- **Text for analysis**:
********

Now what? If I am not Claire Purnell, the ice dancer, then WHO AM I? Until this year, I never asked myself this question. But I reached a point in my life and career where the label “ice dancer” just did not satisfy me at all anymore. I realized I am so much more. Claire Purnell is a writer, a laugher, a reader, a lover of fitness, creative, a good cook, entrepreneurial, a good student, motivated, inspired, and capable of many different things in this life. I actually have not felt like an ice dancer in a long time. Every day since September until a few weeks ago, I’d gone through the motions of a skater, but on the inside I had already moved on. I would step on the ice and what used to feel so right feels so so wrong. I honestly was miserable. I spent many breaks between sessions sobbing in the bathroom. My body ached everyday from extreme burnout. I had multiple weeks spent deep, deep, deep in depression where I faced a scary amount of suicidal thoughts. However, I knew I had to complete my season to the best of my ability for my brother, my coaches, and the little girl who loved skating with her whole entire heart. As I am sitting here writing this, Claire Purnell the Ice Dancer seems like an old identity from a lifetime ago.
I have moved home to Kentucky and I am living with my family until school starts up again for me. I am in the process of applying to seven different colleges which is exciting to me because I have been able to explore universities that meet my academic and social priorities and are not just close to a skating center. Each school I am applying to is incredible and I honestly can see myself being happy at all of them. Until I decide and go off to school in the fall, I am going to work while I’m home, just random side hustles to start earning some money. I am so excited to have the next 6 months with my family since I felt like I was ripped off when I moved away at 16 and missed my parents immensely. I am so grateful to be able to make up for it. I look forward to growing my instagram and blog, getting more into photography, I am also REALLY loving the gym and making my own workouts again, as well as going to spin classes. I am just doing a lot of things I couldn’t do as a skater – taking things slower, having more time and space for creativity, seeing friends I missed while I was away, writing more and just finally starting to get my light back that I feel like I lost during the past few months while skating.

********

Source data
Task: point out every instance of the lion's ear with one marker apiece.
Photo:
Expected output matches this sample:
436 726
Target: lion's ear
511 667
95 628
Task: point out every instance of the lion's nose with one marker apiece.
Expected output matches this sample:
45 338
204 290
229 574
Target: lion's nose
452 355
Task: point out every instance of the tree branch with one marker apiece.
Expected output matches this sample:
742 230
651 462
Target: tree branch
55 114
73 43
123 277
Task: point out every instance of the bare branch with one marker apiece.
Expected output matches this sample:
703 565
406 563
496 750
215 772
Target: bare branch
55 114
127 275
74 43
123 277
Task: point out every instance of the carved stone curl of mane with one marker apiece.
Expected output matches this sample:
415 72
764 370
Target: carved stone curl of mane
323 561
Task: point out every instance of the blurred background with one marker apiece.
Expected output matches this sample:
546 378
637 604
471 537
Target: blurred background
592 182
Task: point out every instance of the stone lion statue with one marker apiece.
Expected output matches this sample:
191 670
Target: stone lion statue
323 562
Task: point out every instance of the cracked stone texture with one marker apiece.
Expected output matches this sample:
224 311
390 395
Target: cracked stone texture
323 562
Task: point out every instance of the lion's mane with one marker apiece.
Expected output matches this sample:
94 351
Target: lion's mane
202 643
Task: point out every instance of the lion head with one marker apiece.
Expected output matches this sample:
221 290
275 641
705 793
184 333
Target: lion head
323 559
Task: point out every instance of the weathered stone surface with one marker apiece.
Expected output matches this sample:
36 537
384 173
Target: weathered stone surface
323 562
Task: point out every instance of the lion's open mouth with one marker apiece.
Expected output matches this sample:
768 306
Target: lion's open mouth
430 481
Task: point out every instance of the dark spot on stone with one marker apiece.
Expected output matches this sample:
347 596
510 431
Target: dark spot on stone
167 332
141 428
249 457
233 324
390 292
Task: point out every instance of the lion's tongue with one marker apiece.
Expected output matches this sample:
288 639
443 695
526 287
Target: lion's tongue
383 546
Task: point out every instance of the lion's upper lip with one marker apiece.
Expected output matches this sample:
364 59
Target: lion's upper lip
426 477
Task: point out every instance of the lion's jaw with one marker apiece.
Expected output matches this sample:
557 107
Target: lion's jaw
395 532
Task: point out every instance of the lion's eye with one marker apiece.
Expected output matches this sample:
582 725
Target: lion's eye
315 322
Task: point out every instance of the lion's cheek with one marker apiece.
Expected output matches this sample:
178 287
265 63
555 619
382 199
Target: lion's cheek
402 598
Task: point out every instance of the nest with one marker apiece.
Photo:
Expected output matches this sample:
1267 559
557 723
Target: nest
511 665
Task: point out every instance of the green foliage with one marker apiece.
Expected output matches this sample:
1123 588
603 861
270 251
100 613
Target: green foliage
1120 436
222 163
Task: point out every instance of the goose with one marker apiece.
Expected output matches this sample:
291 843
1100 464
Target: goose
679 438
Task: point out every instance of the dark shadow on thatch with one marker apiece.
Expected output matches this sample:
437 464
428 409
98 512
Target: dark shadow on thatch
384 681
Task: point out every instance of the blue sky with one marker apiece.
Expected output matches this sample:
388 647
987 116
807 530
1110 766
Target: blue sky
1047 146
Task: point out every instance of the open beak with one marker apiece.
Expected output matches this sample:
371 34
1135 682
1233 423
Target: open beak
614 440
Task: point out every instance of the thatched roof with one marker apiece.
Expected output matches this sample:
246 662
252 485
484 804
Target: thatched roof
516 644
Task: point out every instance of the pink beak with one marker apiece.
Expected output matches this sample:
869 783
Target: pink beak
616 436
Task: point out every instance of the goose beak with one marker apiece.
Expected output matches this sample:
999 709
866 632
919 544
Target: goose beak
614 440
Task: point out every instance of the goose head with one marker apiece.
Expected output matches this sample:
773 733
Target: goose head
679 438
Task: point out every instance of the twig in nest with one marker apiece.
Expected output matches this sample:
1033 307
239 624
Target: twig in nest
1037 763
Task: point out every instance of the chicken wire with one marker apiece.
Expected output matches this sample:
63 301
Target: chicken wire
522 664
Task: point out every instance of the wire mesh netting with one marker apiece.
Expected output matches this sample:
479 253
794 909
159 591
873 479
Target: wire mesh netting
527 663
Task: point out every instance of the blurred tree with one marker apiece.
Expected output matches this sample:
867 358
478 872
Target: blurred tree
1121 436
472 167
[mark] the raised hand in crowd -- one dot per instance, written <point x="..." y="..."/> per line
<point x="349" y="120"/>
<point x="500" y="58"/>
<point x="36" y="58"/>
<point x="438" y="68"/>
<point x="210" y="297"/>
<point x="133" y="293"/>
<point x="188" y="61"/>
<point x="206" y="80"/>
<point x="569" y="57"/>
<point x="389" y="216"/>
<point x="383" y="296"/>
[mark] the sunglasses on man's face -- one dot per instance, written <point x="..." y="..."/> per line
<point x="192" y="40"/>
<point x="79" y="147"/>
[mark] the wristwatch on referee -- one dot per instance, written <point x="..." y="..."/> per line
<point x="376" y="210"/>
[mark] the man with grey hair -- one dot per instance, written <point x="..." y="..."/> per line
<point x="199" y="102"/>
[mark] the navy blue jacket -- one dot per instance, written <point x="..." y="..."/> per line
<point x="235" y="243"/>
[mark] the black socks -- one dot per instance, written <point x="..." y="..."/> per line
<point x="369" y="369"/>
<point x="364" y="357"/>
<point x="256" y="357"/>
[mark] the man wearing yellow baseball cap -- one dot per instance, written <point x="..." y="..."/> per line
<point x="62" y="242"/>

********

- **Task list**:
• A. In the post about leaving ice dancing, how many colleges is the writer applying to?
• B. Carry on the post about leaving ice dancing from the point where it ends.

- **Responses for each task**:
• A. Seven.

• B.
While I am home, I look forward to visiting colleges and going to Punta Cana for a family vacation. I am also looking forward to working (I love working. There is also something so exciting about working as hard as I do and finally getting rewarded for it – which does not happen for everyone in the skating world). I will finish my college applications by the end February, and I am so excited to hear back from the schools. I hope to get Phoebe registered as a therapy dog so I can bring her to hospitals to cuddle with patients. I also hope to attend a couple music festivals over the summer. I am overall most excited to have TIME and SPACE to find who I am and enjoy things I never could do before because of skating.
As for the future…I never actually saw my future revolving around skating. I always said, “once I am finished with skating, I want to do something else”. There have always been parts of the skating world I wanted no part of. When I was younger, my dream was “to go to nationals and then be a spanish teacher”. As I got older I wanted to be on Team USA, possibly go to Worlds and then be a physical therapist. There was always something else. I have just come to the point in my life where I only want to be doing the “something else” and thinking about a bright new future seriously fills me up because I know I have some magic to bring to the world. I plan to major in journalism and one day work as a journalist, in broadcasting, or write a book…or do all three. I also have dreams of one day opening a wellness center. My one goal with any career path I go down is that I continue to help inspire and uplift people, because I truly feel that this is my purpose. And who knows what will change in the next five years… and, man, is that exciting to me.